(Point placement records)
|---|

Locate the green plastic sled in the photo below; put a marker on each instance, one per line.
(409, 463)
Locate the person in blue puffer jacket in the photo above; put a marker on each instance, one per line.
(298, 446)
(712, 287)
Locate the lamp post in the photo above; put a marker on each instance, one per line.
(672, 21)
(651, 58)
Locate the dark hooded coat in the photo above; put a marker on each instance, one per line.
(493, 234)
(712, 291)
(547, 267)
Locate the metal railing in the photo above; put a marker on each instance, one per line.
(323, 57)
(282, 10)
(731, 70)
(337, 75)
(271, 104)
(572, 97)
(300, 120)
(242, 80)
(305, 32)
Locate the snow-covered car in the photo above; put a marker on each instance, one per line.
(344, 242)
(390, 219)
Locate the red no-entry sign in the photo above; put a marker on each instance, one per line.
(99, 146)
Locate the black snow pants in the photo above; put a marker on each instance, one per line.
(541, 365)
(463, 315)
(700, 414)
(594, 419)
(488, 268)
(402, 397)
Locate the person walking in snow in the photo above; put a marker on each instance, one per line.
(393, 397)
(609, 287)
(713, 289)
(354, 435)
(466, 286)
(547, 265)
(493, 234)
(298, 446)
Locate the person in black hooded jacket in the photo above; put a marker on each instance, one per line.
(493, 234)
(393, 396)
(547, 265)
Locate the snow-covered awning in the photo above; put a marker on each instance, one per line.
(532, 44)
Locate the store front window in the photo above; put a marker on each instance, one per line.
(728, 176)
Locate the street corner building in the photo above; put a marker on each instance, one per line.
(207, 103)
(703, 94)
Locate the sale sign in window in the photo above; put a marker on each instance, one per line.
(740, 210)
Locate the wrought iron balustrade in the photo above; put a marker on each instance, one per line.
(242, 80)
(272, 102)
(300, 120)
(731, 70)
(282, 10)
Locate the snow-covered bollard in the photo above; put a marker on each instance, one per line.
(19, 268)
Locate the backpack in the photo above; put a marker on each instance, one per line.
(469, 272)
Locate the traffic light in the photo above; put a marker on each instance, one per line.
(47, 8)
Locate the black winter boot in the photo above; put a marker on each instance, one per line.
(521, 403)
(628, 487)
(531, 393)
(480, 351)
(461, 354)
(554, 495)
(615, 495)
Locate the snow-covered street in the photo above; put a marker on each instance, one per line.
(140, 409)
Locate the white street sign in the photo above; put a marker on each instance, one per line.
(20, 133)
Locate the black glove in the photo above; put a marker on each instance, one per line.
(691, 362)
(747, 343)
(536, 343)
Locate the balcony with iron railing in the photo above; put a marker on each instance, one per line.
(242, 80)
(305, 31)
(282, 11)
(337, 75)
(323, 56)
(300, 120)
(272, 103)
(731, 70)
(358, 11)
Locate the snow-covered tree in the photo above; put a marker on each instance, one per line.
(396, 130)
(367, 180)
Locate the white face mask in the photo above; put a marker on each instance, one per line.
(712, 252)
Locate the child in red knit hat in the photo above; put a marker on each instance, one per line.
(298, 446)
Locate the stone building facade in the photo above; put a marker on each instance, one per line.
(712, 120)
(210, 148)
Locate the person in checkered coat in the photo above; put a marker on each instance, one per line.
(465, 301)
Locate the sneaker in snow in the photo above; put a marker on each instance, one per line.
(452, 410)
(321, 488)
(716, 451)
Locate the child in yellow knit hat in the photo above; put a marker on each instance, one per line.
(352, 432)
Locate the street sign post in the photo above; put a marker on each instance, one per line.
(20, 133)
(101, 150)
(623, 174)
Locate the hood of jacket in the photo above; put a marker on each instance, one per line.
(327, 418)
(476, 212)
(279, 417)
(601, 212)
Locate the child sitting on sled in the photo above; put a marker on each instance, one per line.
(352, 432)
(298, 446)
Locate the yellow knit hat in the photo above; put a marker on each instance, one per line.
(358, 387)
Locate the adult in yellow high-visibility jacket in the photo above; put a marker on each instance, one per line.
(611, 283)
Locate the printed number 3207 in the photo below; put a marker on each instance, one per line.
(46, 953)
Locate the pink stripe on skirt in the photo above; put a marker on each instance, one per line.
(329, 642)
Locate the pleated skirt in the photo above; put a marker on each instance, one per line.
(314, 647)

|---|

◆ AIM:
Reproduce the records above exactly as they appear.

◆ OUTPUT OF THE TASK:
Locate the green plastic sled in the photo below; put a marker on each instance, one per line.
(409, 463)
Locate the person in blue puffer jacket in the photo above; put a marker on each instance, one per line.
(298, 446)
(712, 287)
Locate the lamp post in the photo above; put a marker on each instance, one per line.
(672, 21)
(651, 58)
Locate the dark hooded coat in the photo above; put a marker on each instance, one per line.
(493, 234)
(712, 291)
(547, 267)
Locate the metal railing in the photo above; put a marker on each instance, one per line.
(323, 57)
(282, 10)
(731, 70)
(337, 75)
(271, 104)
(572, 97)
(300, 120)
(242, 80)
(305, 32)
Locate the snow-covered car in the photo above; put a marker on each instance, one per line.
(344, 242)
(390, 219)
Locate the red no-entry sign in the photo above; put a marker on each instance, one per line.
(99, 146)
Locate the black snow pants in the photo above; put a marker on each instance, one per line.
(541, 365)
(463, 315)
(700, 414)
(594, 419)
(488, 268)
(402, 397)
Locate the person walking in snow in the photo above; put a marker on each instance, one per line.
(393, 397)
(609, 287)
(713, 289)
(354, 435)
(466, 286)
(547, 265)
(493, 234)
(298, 446)
Locate the person in black hooded jacket in the photo above; put a marker on each instance, one per line.
(493, 234)
(393, 396)
(547, 265)
Locate the snow-covered awning in the photo above; put a marker on each instance, one per line.
(532, 44)
Locate the store front window in the photo above; put a marker on each instance, one per line.
(728, 176)
Locate the street corner building in the photo above; put a marker on each instance, one per line.
(207, 103)
(703, 94)
Locate the sale sign in window in the photo above; put a marker on each instance, one per line.
(740, 210)
Locate the wrought iron balustrade in the photo above; put a marker on each instance, one per line.
(242, 80)
(272, 102)
(300, 120)
(731, 70)
(282, 10)
Locate the snow-covered bollard in the photo above; put a marker on each instance, one per line.
(19, 268)
Locate the backpack in the photo above; put a marker on each instance, one per line.
(469, 272)
Locate the traffic light in the photo above; put a marker on each instance, one per line.
(47, 8)
Locate the black winter boot in the photo above; put a marker on each instance, one per line.
(521, 403)
(628, 487)
(531, 393)
(480, 351)
(461, 354)
(554, 495)
(615, 495)
Locate the snow-covered street in the photo above; put a marker on each instance, one per line.
(140, 409)
Locate the white street sign in the photo above; put a marker on each instance, one per line.
(20, 133)
Locate the black glove in the photo above; put a marker on each instance, one per line.
(691, 362)
(747, 343)
(536, 343)
Locate the balcony with iron railing in the photo above; put a marker on each instance, one per line.
(242, 80)
(305, 31)
(282, 11)
(337, 75)
(323, 56)
(300, 120)
(272, 103)
(731, 70)
(358, 11)
Locate the snow-covered tree in the photo above; put a marker on each instance, one per line.
(396, 130)
(367, 180)
Locate the white face mask in the photo above; put a marker on each instance, one per line.
(712, 252)
Locate the child in red knit hat in the photo above; put a marker on each instance, one per line.
(298, 446)
Locate the stone building facade in the photo above; put a marker on each instance, one per line.
(712, 120)
(210, 148)
Locate the person in checkered coat in the photo above; put a marker on each instance, one per line.
(465, 301)
Locate the sneaker in snow in the photo above; put a marker on each instance, one per line.
(452, 410)
(321, 488)
(716, 451)
Locate the child in yellow knit hat in the photo above; put a marker on each instance, one per line.
(352, 432)
Locate the street sign post in the photo above; put a marker on each instance, one per line.
(20, 133)
(101, 150)
(623, 174)
Locate the hood of jacket in the photo above; put a marker on each instance, one per line.
(327, 418)
(476, 212)
(279, 417)
(601, 212)
Locate the child sitting on sled in the photo above; put a marker on each instance, one per line.
(352, 432)
(298, 446)
Locate the yellow knit hat in the photo above; put a marker on each instance, one per line.
(358, 387)
Locate the adult in yellow high-visibility jacket in the photo above; put a marker on each instance, one per line.
(611, 283)
Locate the printed number 3207 in the photo below; put a marker on each instance, one per line.
(46, 953)
Locate the pink stripe on skirt in the photo above; put a marker on each instance, one per line.
(329, 642)
Locate the pleated skirt in the photo above; put a marker on each instance, one per line.
(314, 647)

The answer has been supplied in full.